**YOUR INSTRUCTIONS**.
Write out each of the records below word for word, keeping every line unchanged.
**** SOURCE RECORDS
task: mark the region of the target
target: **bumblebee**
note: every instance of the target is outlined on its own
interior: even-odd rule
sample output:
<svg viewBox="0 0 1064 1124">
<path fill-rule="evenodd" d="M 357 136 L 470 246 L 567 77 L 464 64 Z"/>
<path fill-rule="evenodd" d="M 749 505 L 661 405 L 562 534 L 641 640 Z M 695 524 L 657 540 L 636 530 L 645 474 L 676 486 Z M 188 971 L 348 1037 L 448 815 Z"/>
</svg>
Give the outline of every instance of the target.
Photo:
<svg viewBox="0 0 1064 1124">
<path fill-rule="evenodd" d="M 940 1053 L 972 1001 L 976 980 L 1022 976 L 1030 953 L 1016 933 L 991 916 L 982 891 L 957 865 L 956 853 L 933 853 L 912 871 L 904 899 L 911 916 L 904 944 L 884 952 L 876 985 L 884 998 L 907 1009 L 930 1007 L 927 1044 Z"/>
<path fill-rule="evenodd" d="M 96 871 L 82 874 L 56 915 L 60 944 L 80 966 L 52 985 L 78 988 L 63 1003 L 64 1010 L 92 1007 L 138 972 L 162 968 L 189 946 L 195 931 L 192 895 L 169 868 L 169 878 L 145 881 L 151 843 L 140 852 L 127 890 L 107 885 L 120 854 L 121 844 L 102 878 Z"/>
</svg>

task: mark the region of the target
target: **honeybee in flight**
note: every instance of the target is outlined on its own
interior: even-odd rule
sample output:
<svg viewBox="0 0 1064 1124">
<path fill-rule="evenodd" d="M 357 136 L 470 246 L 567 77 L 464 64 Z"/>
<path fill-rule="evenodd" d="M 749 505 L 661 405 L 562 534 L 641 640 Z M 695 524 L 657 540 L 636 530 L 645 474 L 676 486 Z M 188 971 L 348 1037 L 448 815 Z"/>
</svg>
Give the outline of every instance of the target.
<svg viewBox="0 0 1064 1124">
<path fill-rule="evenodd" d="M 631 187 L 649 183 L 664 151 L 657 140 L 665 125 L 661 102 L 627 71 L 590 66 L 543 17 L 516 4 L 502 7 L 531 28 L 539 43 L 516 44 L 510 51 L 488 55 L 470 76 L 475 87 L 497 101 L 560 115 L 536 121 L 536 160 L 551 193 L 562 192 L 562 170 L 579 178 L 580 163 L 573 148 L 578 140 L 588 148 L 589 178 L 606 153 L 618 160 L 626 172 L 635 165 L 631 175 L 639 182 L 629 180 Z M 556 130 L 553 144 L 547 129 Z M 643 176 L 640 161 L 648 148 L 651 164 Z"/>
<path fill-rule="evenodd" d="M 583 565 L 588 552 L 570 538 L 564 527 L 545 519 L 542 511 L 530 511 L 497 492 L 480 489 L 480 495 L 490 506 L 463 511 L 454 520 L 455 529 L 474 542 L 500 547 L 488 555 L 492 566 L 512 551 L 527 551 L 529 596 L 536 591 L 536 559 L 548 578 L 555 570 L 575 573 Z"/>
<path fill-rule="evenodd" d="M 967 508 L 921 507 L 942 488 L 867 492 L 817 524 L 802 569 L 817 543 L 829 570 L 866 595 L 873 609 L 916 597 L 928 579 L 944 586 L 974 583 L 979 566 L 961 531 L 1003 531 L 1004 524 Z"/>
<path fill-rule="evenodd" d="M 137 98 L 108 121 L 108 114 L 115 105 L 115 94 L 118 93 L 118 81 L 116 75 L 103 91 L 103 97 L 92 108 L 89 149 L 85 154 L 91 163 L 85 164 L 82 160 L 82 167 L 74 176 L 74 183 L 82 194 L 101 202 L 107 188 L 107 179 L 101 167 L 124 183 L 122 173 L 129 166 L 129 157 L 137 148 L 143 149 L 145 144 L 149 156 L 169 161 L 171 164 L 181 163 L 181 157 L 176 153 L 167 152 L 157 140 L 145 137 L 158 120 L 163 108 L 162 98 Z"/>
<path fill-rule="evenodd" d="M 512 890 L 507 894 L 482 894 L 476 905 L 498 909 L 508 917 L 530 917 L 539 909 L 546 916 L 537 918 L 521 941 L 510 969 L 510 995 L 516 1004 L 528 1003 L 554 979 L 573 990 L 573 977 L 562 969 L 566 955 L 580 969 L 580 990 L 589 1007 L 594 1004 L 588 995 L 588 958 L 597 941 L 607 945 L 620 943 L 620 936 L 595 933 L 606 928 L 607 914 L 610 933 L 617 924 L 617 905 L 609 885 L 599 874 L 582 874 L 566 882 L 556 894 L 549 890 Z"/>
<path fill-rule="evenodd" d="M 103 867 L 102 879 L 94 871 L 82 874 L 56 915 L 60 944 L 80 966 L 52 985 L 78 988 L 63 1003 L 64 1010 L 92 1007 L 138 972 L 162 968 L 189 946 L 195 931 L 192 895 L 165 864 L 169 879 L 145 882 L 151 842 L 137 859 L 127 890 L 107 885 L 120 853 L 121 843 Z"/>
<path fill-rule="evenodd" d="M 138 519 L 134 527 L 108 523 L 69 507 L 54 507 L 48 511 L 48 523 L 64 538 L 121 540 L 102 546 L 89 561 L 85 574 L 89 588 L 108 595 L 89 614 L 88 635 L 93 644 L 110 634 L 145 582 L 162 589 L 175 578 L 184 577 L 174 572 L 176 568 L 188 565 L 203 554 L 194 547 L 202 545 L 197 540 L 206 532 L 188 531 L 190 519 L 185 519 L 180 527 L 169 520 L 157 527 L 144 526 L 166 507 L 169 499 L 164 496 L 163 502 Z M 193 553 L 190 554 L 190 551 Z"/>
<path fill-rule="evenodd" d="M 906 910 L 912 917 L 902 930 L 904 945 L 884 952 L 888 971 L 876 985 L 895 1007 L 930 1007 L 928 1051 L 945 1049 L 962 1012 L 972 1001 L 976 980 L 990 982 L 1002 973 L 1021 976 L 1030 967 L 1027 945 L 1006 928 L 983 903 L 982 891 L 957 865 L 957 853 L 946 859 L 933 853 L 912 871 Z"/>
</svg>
********
**RESPONSE TO THIS EXERCISE**.
task: mark the region of the target
target: **bumblebee**
note: every instance of the target is outlined on its own
interior: even-odd rule
sample output:
<svg viewBox="0 0 1064 1124">
<path fill-rule="evenodd" d="M 357 136 L 470 246 L 567 77 L 464 64 Z"/>
<path fill-rule="evenodd" d="M 749 505 L 661 405 L 562 534 L 641 640 Z M 695 524 L 657 540 L 636 530 L 645 474 L 676 486 Z M 188 971 L 348 1037 L 448 815 Z"/>
</svg>
Give the outline of every instance of the target.
Photo:
<svg viewBox="0 0 1064 1124">
<path fill-rule="evenodd" d="M 940 1053 L 972 1001 L 976 980 L 1022 976 L 1030 953 L 1016 933 L 991 916 L 982 891 L 957 865 L 956 853 L 933 853 L 912 871 L 904 899 L 911 916 L 904 944 L 884 952 L 876 985 L 884 998 L 907 1009 L 930 1007 L 927 1044 Z"/>
<path fill-rule="evenodd" d="M 96 871 L 82 874 L 56 915 L 60 944 L 80 966 L 52 985 L 78 988 L 63 1003 L 64 1010 L 92 1007 L 138 972 L 162 968 L 189 946 L 195 931 L 192 895 L 169 868 L 169 878 L 145 881 L 151 843 L 140 852 L 127 890 L 107 885 L 120 854 L 121 844 L 102 878 Z"/>
</svg>

task: mark the region of the target
target: **honeybee in flight**
note: every instance of the target is outlined on its own
interior: even-odd rule
sample output:
<svg viewBox="0 0 1064 1124">
<path fill-rule="evenodd" d="M 357 136 L 470 246 L 567 77 L 464 64 Z"/>
<path fill-rule="evenodd" d="M 749 505 L 661 405 L 562 534 L 641 640 Z M 695 524 L 657 540 L 636 530 L 645 474 L 676 486 Z M 188 971 L 348 1037 L 448 815 Z"/>
</svg>
Give the outline of every instance of the target.
<svg viewBox="0 0 1064 1124">
<path fill-rule="evenodd" d="M 631 187 L 649 183 L 664 151 L 657 140 L 665 125 L 661 102 L 627 71 L 590 66 L 543 17 L 516 4 L 502 7 L 531 28 L 539 43 L 516 44 L 510 51 L 488 55 L 470 76 L 475 87 L 497 101 L 560 115 L 536 121 L 536 160 L 551 193 L 562 192 L 562 170 L 579 178 L 580 163 L 573 148 L 578 140 L 588 148 L 589 178 L 606 153 L 618 160 L 626 172 L 635 165 L 631 175 L 639 182 L 629 180 Z M 556 130 L 553 144 L 547 129 Z M 643 176 L 640 161 L 648 148 L 651 164 Z"/>
<path fill-rule="evenodd" d="M 583 565 L 588 552 L 570 538 L 564 527 L 545 519 L 542 511 L 530 511 L 497 492 L 480 489 L 480 495 L 490 506 L 463 511 L 454 520 L 455 529 L 474 542 L 500 547 L 488 555 L 492 566 L 512 551 L 527 551 L 529 596 L 536 591 L 536 559 L 548 578 L 555 570 L 575 573 Z"/>
<path fill-rule="evenodd" d="M 967 508 L 921 507 L 942 488 L 867 492 L 817 524 L 802 569 L 817 543 L 829 570 L 866 595 L 873 609 L 916 597 L 928 579 L 944 586 L 974 583 L 979 566 L 961 531 L 1003 531 L 1004 524 Z"/>
<path fill-rule="evenodd" d="M 137 98 L 108 121 L 108 114 L 115 105 L 115 94 L 118 93 L 118 81 L 116 75 L 103 91 L 103 97 L 92 108 L 89 149 L 85 154 L 91 163 L 85 164 L 82 160 L 82 167 L 74 176 L 74 183 L 82 194 L 101 202 L 107 188 L 107 179 L 101 167 L 124 183 L 122 173 L 129 166 L 129 157 L 137 148 L 143 149 L 145 144 L 149 156 L 169 161 L 171 164 L 181 163 L 181 157 L 176 153 L 167 152 L 157 140 L 145 137 L 158 120 L 163 108 L 162 98 Z"/>
<path fill-rule="evenodd" d="M 512 890 L 507 894 L 482 894 L 476 905 L 498 909 L 508 917 L 530 917 L 539 909 L 546 916 L 537 918 L 521 941 L 510 969 L 510 995 L 516 1004 L 528 1003 L 554 979 L 573 990 L 573 977 L 562 969 L 566 955 L 580 969 L 580 990 L 589 1007 L 594 1004 L 588 995 L 588 958 L 597 941 L 607 945 L 620 943 L 620 936 L 595 933 L 606 928 L 607 914 L 610 933 L 617 924 L 617 905 L 609 885 L 599 874 L 582 874 L 566 882 L 556 894 L 549 890 Z"/>
<path fill-rule="evenodd" d="M 103 867 L 102 879 L 94 871 L 82 874 L 56 915 L 60 944 L 80 966 L 52 985 L 78 988 L 63 1003 L 64 1010 L 92 1007 L 138 972 L 162 968 L 189 946 L 195 931 L 192 895 L 165 864 L 169 879 L 145 882 L 151 842 L 137 859 L 127 890 L 107 885 L 120 853 L 121 843 Z"/>
<path fill-rule="evenodd" d="M 138 519 L 134 527 L 108 523 L 69 507 L 54 507 L 48 511 L 48 523 L 64 538 L 121 540 L 102 546 L 89 561 L 85 574 L 89 588 L 108 595 L 89 614 L 88 635 L 93 644 L 110 634 L 145 582 L 162 589 L 175 578 L 184 577 L 174 572 L 176 568 L 188 565 L 203 554 L 194 547 L 202 545 L 197 540 L 206 532 L 188 531 L 190 519 L 185 519 L 180 527 L 169 520 L 157 527 L 144 526 L 166 507 L 169 499 L 164 496 L 163 502 Z M 193 553 L 190 554 L 190 551 Z"/>
<path fill-rule="evenodd" d="M 906 910 L 912 917 L 902 930 L 904 945 L 884 952 L 888 971 L 876 985 L 895 1007 L 930 1007 L 928 1051 L 945 1049 L 962 1012 L 972 1001 L 976 980 L 990 982 L 1002 973 L 1021 976 L 1030 967 L 1027 945 L 1006 928 L 983 903 L 982 891 L 957 865 L 957 853 L 946 859 L 933 853 L 912 871 Z"/>
</svg>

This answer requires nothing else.